== Record extracts ==
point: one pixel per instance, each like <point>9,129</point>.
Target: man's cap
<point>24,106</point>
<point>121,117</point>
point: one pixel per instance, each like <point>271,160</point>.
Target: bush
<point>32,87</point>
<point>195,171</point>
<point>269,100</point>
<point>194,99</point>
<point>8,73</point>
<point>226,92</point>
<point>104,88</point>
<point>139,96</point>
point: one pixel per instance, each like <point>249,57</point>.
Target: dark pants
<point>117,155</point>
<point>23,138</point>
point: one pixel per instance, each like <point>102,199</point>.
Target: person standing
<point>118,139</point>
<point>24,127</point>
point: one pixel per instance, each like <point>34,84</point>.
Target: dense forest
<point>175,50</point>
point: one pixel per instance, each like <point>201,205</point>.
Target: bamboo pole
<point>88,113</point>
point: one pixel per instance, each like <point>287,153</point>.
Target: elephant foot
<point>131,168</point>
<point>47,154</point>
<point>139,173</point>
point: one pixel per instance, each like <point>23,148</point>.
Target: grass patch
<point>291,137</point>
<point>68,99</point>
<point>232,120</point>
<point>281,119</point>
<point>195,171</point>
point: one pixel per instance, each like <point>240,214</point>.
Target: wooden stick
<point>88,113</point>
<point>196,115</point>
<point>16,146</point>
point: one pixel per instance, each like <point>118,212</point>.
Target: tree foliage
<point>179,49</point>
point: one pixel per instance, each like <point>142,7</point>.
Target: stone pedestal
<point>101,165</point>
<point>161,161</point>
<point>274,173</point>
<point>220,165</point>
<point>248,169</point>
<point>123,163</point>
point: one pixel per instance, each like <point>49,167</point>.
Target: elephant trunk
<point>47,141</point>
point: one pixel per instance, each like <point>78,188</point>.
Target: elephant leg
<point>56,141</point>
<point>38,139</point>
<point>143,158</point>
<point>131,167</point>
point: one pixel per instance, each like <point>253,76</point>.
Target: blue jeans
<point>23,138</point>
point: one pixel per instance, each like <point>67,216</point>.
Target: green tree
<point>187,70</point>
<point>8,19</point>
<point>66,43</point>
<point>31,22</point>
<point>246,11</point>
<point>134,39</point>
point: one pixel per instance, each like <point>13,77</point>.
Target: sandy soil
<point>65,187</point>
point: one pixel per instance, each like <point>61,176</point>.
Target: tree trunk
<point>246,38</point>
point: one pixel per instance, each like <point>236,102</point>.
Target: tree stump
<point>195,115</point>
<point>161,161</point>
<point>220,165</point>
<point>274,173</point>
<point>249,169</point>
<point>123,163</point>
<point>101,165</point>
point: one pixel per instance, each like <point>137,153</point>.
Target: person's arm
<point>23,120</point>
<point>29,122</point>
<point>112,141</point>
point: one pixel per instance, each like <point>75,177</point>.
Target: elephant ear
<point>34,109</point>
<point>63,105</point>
===
* Task objective *
Present every line of the records above as a Markdown table with the columns Row and Line. Number the rows and leave out any blank lines.

* Solution for this exercise *
| Row | Line |
|---|---|
| 1 | point: one pixel per instance, each like <point>9,129</point>. |
| 2 | Target: man's cap |
| 3 | <point>24,106</point> |
| 4 | <point>121,117</point> |
| 5 | point: one pixel per instance, each like <point>271,160</point>. |
| 6 | Target: bush |
| 7 | <point>32,87</point> |
| 8 | <point>195,171</point> |
| 9 | <point>269,100</point> |
| 10 | <point>194,99</point> |
| 11 | <point>8,73</point> |
| 12 | <point>226,92</point> |
| 13 | <point>104,88</point> |
| 14 | <point>139,96</point> |
| 15 | point: one pixel per instance, each like <point>249,57</point>. |
| 16 | Target: dark pants |
| 17 | <point>117,155</point> |
| 18 | <point>23,138</point> |
| 19 | point: one pixel per instance, each like <point>102,199</point>. |
| 20 | Target: person standing |
| 21 | <point>118,139</point> |
| 22 | <point>24,127</point> |
| 23 | point: one pixel per instance, each like <point>34,84</point>. |
| 24 | Target: dense forest |
| 25 | <point>175,50</point> |
| 26 | point: one pixel per instance, each like <point>201,205</point>. |
| 27 | Target: bamboo pole |
| 28 | <point>88,113</point> |
| 29 | point: one pixel per instance, each like <point>287,153</point>. |
| 30 | Target: elephant foot |
| 31 | <point>131,168</point> |
| 32 | <point>47,154</point> |
| 33 | <point>139,173</point> |
| 34 | point: one pixel per instance, each like <point>23,148</point>. |
| 35 | Target: grass patch |
| 36 | <point>291,137</point> |
| 37 | <point>68,99</point> |
| 38 | <point>232,120</point> |
| 39 | <point>281,119</point> |
| 40 | <point>195,171</point> |
| 41 | point: one pixel per instance, each like <point>240,214</point>. |
| 42 | Target: wooden stick |
| 43 | <point>88,113</point> |
| 44 | <point>196,115</point> |
| 45 | <point>16,146</point> |
| 46 | point: one pixel per instance, each like <point>118,212</point>. |
| 47 | Target: tree foliage |
| 48 | <point>179,49</point> |
| 49 | point: one pixel per instance, each like <point>142,7</point>. |
| 50 | Target: stone pedestal |
| 51 | <point>101,165</point> |
| 52 | <point>161,161</point> |
| 53 | <point>274,173</point> |
| 54 | <point>220,165</point> |
| 55 | <point>248,169</point> |
| 56 | <point>123,163</point> |
| 57 | point: one pixel per instance, each like <point>49,167</point>. |
| 58 | Target: elephant trunk |
| 59 | <point>47,141</point> |
| 60 | point: one pixel per instance, each like <point>78,188</point>. |
| 61 | Target: elephant leg |
| 62 | <point>56,141</point> |
| 63 | <point>38,139</point> |
| 64 | <point>143,158</point> |
| 65 | <point>131,167</point> |
| 66 | point: one pixel per instance, each like <point>253,76</point>. |
| 67 | Target: blue jeans |
| 68 | <point>23,138</point> |
| 69 | point: one pixel per instance, each like <point>67,216</point>. |
| 70 | Target: green tree |
| 71 | <point>187,70</point> |
| 72 | <point>8,19</point> |
| 73 | <point>66,43</point> |
| 74 | <point>31,22</point> |
| 75 | <point>246,11</point> |
| 76 | <point>134,39</point> |
| 77 | point: one pixel per instance, each like <point>13,77</point>. |
| 78 | Target: sandy soil |
| 79 | <point>65,187</point> |
| 80 | point: one pixel per instance, each like <point>61,176</point>. |
| 81 | Target: tree trunk |
| 82 | <point>246,38</point> |
| 83 | point: one pixel per instance, each like <point>236,102</point>. |
| 84 | Target: tree stump |
| 85 | <point>195,115</point> |
| 86 | <point>161,161</point> |
| 87 | <point>220,165</point> |
| 88 | <point>274,173</point> |
| 89 | <point>249,169</point> |
| 90 | <point>123,163</point> |
| 91 | <point>101,165</point> |
| 92 | point: one pixel per instance, each like <point>137,153</point>. |
| 93 | Target: person's arm |
| 94 | <point>23,120</point> |
| 95 | <point>29,122</point> |
| 96 | <point>112,141</point> |
| 97 | point: one pixel per instance, each like <point>75,177</point>. |
| 98 | Target: elephant ear |
| 99 | <point>34,109</point> |
| 100 | <point>63,105</point> |